• [Stated task]
Render every line of the records below as a numbered list, omitting any blank lines.

• [Provided entries]
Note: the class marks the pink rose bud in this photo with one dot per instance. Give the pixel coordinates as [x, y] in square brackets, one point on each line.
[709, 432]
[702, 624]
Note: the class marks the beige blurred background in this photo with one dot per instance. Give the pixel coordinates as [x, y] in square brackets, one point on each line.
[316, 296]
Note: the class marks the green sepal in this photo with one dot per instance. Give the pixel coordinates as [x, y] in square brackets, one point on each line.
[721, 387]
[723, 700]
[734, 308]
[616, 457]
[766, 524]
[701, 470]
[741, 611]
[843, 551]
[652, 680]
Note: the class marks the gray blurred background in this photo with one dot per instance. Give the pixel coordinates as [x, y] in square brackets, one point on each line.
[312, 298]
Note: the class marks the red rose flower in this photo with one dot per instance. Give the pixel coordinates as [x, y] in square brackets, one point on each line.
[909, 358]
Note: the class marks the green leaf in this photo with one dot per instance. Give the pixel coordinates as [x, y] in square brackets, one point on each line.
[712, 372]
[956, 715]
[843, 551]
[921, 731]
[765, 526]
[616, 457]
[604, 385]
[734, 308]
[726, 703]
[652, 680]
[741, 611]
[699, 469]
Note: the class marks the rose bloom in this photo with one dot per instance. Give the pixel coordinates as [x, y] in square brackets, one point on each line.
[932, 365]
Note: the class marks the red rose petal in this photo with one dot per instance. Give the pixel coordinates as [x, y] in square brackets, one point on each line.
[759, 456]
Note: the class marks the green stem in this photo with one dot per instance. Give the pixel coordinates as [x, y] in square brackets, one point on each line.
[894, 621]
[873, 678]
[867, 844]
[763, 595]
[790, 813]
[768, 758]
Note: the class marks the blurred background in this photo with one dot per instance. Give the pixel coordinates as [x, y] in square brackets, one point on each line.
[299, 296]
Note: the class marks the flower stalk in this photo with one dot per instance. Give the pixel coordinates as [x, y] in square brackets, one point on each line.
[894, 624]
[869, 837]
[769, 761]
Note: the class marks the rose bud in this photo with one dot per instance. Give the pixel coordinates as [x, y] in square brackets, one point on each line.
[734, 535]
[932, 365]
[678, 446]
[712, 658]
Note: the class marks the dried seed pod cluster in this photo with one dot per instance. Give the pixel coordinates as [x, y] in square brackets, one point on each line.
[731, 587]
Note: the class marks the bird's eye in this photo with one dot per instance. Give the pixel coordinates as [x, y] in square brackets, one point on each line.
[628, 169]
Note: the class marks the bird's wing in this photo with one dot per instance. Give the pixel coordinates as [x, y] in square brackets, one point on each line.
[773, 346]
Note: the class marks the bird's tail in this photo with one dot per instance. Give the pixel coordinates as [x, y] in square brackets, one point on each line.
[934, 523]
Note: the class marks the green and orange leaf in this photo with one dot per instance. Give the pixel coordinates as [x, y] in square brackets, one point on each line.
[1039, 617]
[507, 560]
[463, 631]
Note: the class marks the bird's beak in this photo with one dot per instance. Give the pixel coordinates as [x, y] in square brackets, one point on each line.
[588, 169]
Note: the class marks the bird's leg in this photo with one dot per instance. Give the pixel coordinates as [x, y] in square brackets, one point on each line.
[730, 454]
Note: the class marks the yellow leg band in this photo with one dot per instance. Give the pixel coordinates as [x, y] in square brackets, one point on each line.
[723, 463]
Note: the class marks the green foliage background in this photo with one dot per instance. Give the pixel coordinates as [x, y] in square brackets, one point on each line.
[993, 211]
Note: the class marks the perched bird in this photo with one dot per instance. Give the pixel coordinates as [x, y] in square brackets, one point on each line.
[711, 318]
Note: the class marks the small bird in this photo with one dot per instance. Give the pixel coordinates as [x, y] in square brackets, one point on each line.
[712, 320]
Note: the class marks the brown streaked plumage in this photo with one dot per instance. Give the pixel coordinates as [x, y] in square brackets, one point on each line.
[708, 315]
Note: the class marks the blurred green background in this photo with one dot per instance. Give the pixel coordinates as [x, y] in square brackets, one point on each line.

• [Full solution]
1. Note: the class marks the pink rose bud in this photo with one dot per instance. Give the pixel coordinates as [x, y] in square brackets, one point on each line.
2. [709, 432]
3. [702, 624]
4. Note: the class marks the beige blurred background in this photo with one dot per instance. Give the pixel coordinates as [x, y] in square brackets, one point on each line.
5. [316, 296]
6. Note: the class marks the green sepal in this photo with one dot per instance. Give the pixel coordinates as [x, y] in square brackets, one point on each line.
7. [721, 387]
8. [723, 700]
9. [734, 308]
10. [616, 457]
11. [766, 524]
12. [701, 470]
13. [741, 611]
14. [843, 551]
15. [652, 680]
16. Note: the class marks the gray blurred background in this photo with one dot per instance. Give the pixel coordinates as [x, y] in square brackets, one point on each line.
17. [312, 298]
18. Note: the class marks the red rose flower in this photo with one dot per instance. Give the pixel coordinates as [x, y] in square brackets, one point on each line.
19. [909, 358]
20. Note: the class marks the green leaf in this photo with one dot per instance. Give the pixel coordinates as [x, y] in square brackets, one point on each line.
21. [712, 372]
22. [956, 715]
23. [843, 551]
24. [921, 731]
25. [765, 526]
26. [616, 457]
27. [604, 385]
28. [734, 308]
29. [726, 703]
30. [652, 680]
31. [741, 611]
32. [699, 469]
33. Note: the class marks the rose bloom in this photo with one dot per instance. Give the pixel coordinates as [x, y] in square brackets, one point on each line.
34. [932, 365]
35. Note: the class marks the red rose petal in this photo with one dot per instance. Give the pixel coordinates as [x, y] in square brackets, one point on each line.
36. [759, 456]
37. Note: the class marks the green stem in this photo with one dot per instance. Give the pixel coordinates as [x, y] in square brackets, one point on each line.
38. [894, 621]
39. [873, 678]
40. [867, 844]
41. [763, 595]
42. [790, 813]
43. [768, 758]
44. Note: the class marks the blurred background in this photo with one dot per instance. Give the pixel coordinates as [x, y] in square brackets, one point on each line.
45. [299, 296]
46. Note: the class marks the flower stalk in this photo with one dot per instance. Give the pixel coordinates as [x, y] in square brackets, one point on each line.
47. [894, 624]
48. [869, 837]
49. [769, 761]
50. Note: the class marks the rose bud in this photo with one dot per instance. Give the pixel coordinates as [x, y] in square brackets, one point on each line.
51. [734, 535]
52. [932, 365]
53. [678, 446]
54. [712, 658]
55. Note: the class marks the dried seed pod cluster in this photo with one dot per instance. Give the pixel coordinates as [x, y] in square brackets, one point on each line.
56. [731, 587]
57. Note: the class marks the bird's eye in this photo with one dot per instance. Give the pixel coordinates as [x, y] in square brackets, one point on each line.
58. [628, 169]
59. Note: the class marks the bird's wing in this photo with one dot per instance. Give the pixel coordinates as [x, y] in square brackets, one point on each line.
60. [773, 346]
61. Note: the class marks the bird's tail in this photo with one dot per instance. Give the pixel coordinates as [x, y] in square brackets, one point on each line.
62. [934, 523]
63. Note: the class marks the green and orange leaf in this photo with one dot per instance. Give the pixel coordinates as [x, y] in square brackets, one point on each line.
64. [1039, 617]
65. [507, 560]
66. [463, 631]
67. Note: the class marks the bird's beak in this photo with one dot per instance. Give the pixel coordinates as [x, y] in square brackets, one point on each line.
68. [588, 169]
69. Note: the class marks the bird's leg in this photo with one dot per instance. Give the pixel coordinates as [x, y] in square brackets, one point on each line.
70. [730, 454]
71. Note: the class marks the yellow leg band in this photo with one dot per instance. Give the pixel coordinates as [x, y] in square brackets, one point on each line.
72. [723, 463]
73. Note: the class marks the green foliage background in this photo with one dot per instance. Give the pixel coordinates as [x, y] in square brackets, one point on each line.
74. [993, 211]
75. Note: the class marks the perched bird in this photo with one dot per instance. Give the pixel coordinates as [x, y] in square brackets, one point on each line.
76. [711, 318]
77. Note: the class marks the small bird in this photo with one dot per instance. Give the pixel coordinates as [x, y] in square brackets, one point on each line.
78. [712, 320]
79. Note: the class marks the brown streaked plumage in this photo with one dot per instance. Give the pixel coordinates as [x, y] in square brackets, one point on each line.
80. [708, 315]
81. Note: the class marks the blurred green background in this photo with one dot per instance. Give the pixel coordinates as [x, y] in square brackets, one point on each line.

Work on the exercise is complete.